Texto fornecido:
Carlos Oliveira, que era secretário de Estado do Empreendedorismo, Competitividade e Inovação à época da última renovação

Na esfera mais política o PSD considerou que não renovar os contratos seria uma decisão “grave” e que “contra muito daquele que é o pensamento das startups nacionais, das empresas portuguesas, dos elementos mais inovadores e empregadores da sociedade portuguesa”. Pedro Duarte, coordenador do Conselho Estratégico Nacional, que pediu esclarecimentos ao Governo, classificou, à agência Lusa, a primeira posição de Elvira Fortunato como “no mínimo surpreendente” porque “os contratos vão acabar no final do ano e ela sabe [disso] há muito tempo, como todo o país sabe”. “Se a ideia era renegociar evidentemente que isso já deveria ter sido feito com mais antecedência (…) o novo Governo terá eventualmente de recomeçar ou de iniciar uma conversação completamente distinta porque não haverá uma renovação do contrato na medida em que eles vão terminar no final deste ano.” Também a Iniciativa Liberal, segundo foi noticiado, fez um requerimento a pedir a presença, com “caráter de urgência”, no Parlamento da ministra da Ciência e Ensino Superior, Elvira Fortunato.

Nas notas explicativas apresentadas no âmbito do Orçamento do Estado, o Ministério dizia que, “ao nível das parcerias internacionais, está em curso uma revisão da estratégia de apoios que procura alargar e aprofundar os apoios à internacionalização do sistema científico, de forma a promover laços mais fortes de cooperação assentes na colaboração entre instituições portuguesas e estrangeiras. Esta estratégia privilegia a institucionalização dessas parcerias, por forma a potenciar os benefícios da cooperação internacional. Os apoios visam também alargar o universo de entidades beneficiárias, promovendo mais equidade, sustentabilidade e transparência no financiamento desses apoios”.

Exercício:
Responda às perguntas abaixo com base no texto fornecido.
1. Que cargo ocupava Carlos Oliveira à época da última renovação?
2. Como Pedro Duarte classificou a primeira posição de Elvira Fortunato?
3. Segundo o Ministério, o que a estratégia de apoios privilegia?

Dados extraídos:
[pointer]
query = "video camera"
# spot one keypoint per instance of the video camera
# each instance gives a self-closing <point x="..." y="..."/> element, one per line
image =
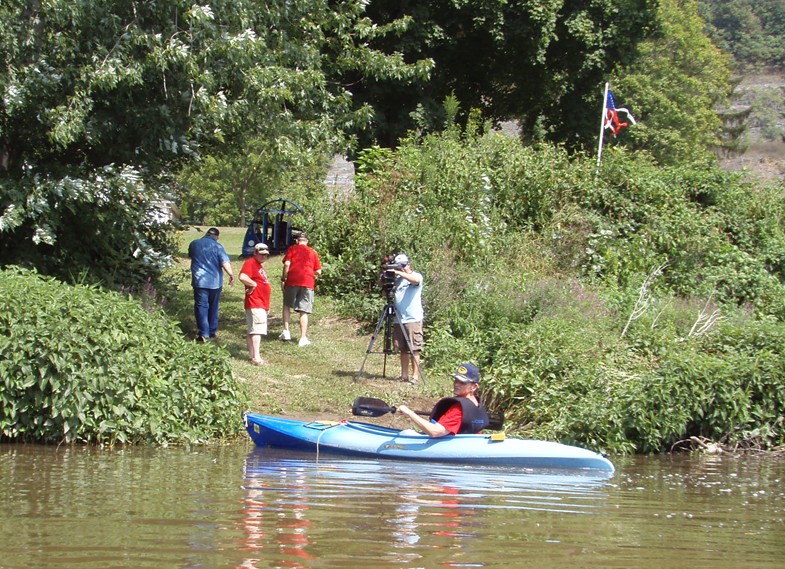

Resposta escrita:
1. Carlos Oliveira era secretário de Estado do Empreendedorismo, Competitividade e Inovação.
2. Pedro Duarte classificou-a como "no mínimo surpreendente".
3. A estratégia privilegia a institucionalização das parcerias, de modo a potenciar os benefícios da cooperação internacional.